What to work on
Each entry that follows is to be duplicated exactly, without its images.

[Dataset extract Boundary: Start]

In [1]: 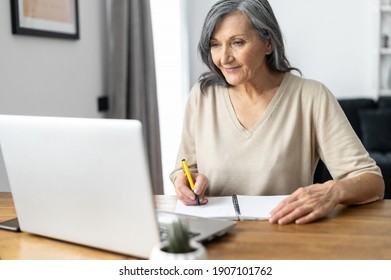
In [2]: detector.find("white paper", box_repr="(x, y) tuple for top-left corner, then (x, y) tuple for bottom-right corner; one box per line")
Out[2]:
(175, 195), (288, 220)
(175, 196), (237, 219)
(236, 195), (287, 220)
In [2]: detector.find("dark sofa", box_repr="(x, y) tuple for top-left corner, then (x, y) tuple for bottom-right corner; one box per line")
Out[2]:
(314, 97), (391, 199)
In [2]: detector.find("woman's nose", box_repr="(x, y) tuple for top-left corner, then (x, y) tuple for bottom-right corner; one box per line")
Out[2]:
(221, 46), (233, 64)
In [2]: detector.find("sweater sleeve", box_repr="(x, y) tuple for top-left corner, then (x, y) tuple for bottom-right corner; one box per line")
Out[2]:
(169, 83), (200, 184)
(314, 84), (382, 179)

[Dataset extract Boundary: End]

Solution for this exercise
In [1]: 
In [2]: detector.find("white paper", box_repr="(x, y) tuple for top-left corner, then (x, y) tuple for bottom-right corner; one box per line")
Out[2]:
(175, 195), (288, 220)
(175, 196), (237, 219)
(236, 195), (287, 220)
In [2]: detector.find("dark sofa", box_repr="(x, y) tuple for top-left corner, then (x, y) tuple for bottom-right corner; one box per line")
Out[2]:
(314, 97), (391, 199)
In [2]: detector.find("woman's nose", box_repr="(x, y) tuple for top-left corner, then (x, y) tuple for bottom-right corner; one box per line")
Out[2]:
(221, 46), (233, 64)
In [2]: detector.find("sweater sleeve", box_repr="(x, y) tuple for top-left corner, then (x, y) tuple for bottom-right corner; one box per line")
Out[2]:
(169, 83), (200, 184)
(314, 84), (382, 179)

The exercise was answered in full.